Top of SUPPLIED ENTRIES

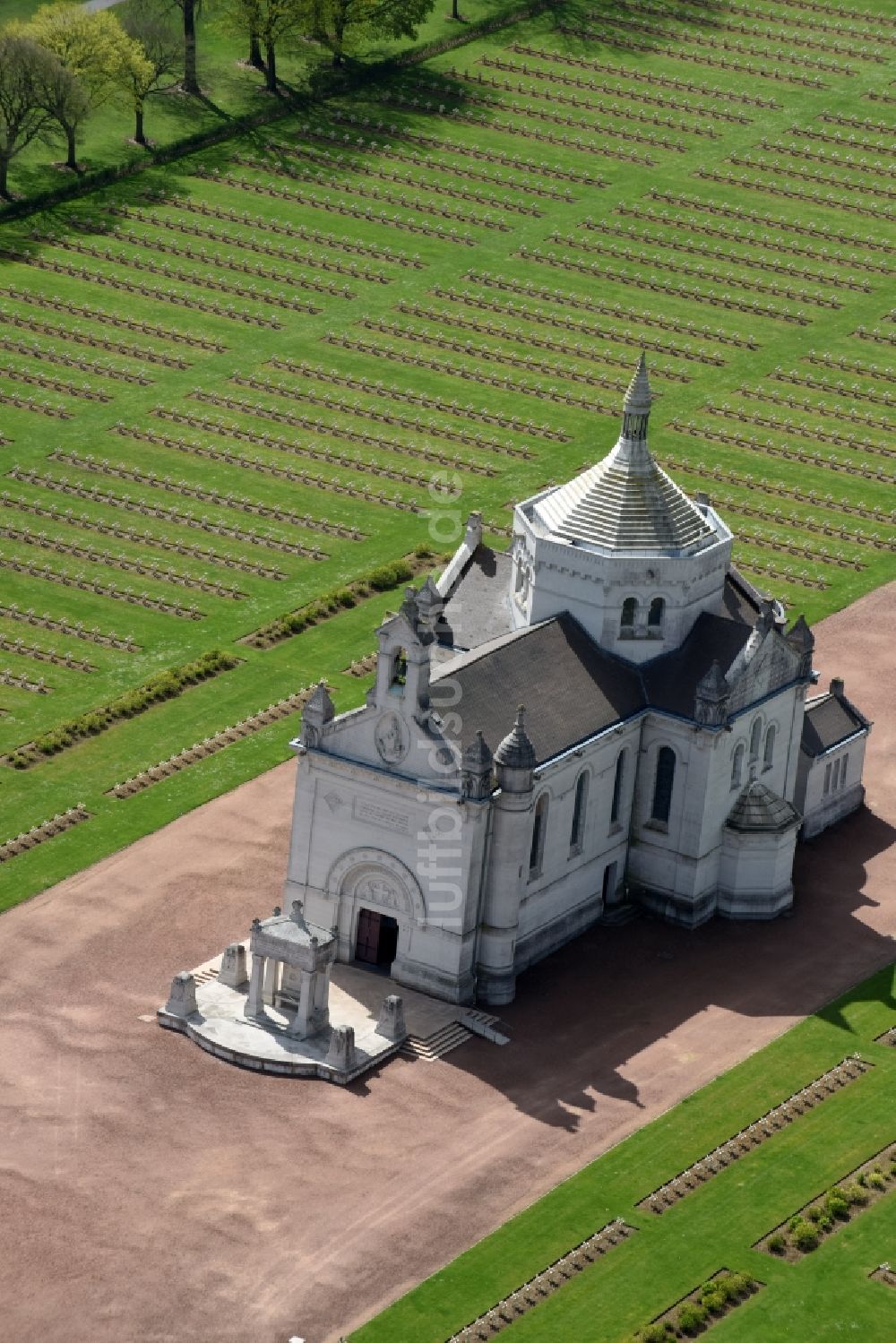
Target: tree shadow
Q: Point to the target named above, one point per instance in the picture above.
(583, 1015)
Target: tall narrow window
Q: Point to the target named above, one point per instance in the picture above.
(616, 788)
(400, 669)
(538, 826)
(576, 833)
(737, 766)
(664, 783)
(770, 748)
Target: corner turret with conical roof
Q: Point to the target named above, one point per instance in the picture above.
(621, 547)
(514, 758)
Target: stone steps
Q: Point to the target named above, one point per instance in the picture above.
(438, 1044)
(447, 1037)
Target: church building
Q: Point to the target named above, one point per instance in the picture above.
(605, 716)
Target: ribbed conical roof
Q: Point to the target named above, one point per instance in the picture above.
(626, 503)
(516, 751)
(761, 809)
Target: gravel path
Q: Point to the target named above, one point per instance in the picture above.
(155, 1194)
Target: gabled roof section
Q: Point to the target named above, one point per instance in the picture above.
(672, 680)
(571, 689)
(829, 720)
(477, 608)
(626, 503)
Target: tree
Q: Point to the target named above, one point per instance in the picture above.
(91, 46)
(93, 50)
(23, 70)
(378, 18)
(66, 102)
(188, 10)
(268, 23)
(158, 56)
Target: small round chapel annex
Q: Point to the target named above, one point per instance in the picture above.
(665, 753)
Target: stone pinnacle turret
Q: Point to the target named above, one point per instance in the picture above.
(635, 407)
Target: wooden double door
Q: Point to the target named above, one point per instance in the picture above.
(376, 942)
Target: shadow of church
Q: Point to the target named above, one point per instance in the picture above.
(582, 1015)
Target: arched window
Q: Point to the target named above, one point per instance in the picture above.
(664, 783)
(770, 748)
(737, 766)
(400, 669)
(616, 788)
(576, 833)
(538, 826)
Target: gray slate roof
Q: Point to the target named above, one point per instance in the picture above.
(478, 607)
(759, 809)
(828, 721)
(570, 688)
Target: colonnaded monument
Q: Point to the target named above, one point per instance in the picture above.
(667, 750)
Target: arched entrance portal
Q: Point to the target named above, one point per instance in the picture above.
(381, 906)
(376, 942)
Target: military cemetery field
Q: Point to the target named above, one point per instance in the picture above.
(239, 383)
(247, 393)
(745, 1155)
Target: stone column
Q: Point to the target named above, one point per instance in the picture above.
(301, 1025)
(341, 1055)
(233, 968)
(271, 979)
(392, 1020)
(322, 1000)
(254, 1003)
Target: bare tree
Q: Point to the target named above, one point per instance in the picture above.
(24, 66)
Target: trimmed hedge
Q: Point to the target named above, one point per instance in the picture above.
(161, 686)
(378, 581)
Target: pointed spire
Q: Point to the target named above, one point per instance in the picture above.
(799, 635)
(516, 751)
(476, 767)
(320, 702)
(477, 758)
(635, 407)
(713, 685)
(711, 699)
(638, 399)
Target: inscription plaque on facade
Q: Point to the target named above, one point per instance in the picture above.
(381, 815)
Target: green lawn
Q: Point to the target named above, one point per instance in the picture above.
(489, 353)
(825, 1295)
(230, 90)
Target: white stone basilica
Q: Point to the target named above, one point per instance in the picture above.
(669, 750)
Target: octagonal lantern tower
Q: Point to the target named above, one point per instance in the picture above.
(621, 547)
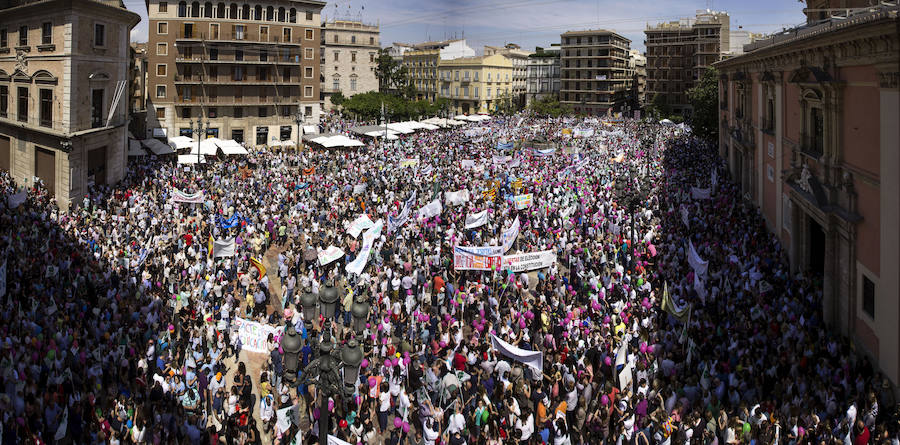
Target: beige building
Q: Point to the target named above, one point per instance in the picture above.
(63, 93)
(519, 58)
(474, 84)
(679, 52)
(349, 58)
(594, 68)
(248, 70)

Bottom of SUPPLIED ENTRIES

Return a word-for-word copy of the lines above from the one holding "Target: military cemetery field" through the one holding "Target: inscription plaque on facade", with both of them included and nothing besides.

SOLUTION:
Target: military cemetery field
Q: Point to the target named above, one point per instance in the picture above.
(239, 383)
(247, 393)
(745, 1155)
Target: stone column
Q: Point to the target named above, one point per instance in the picture above.
(301, 1025)
(341, 1055)
(233, 968)
(271, 979)
(392, 1020)
(322, 1000)
(254, 1003)
Target: bare tree
Q: Point to the target named above, one point per instance in the picture above.
(24, 66)
Target: trimmed hedge
Q: Point to the target named above, one point per instance in the picture above.
(161, 686)
(378, 581)
Target: pointed spire
Q: Point to the target named above, one point per instance in the picture above.
(799, 635)
(516, 751)
(476, 767)
(320, 702)
(477, 758)
(635, 407)
(713, 685)
(711, 699)
(638, 399)
Target: inscription plaque on facade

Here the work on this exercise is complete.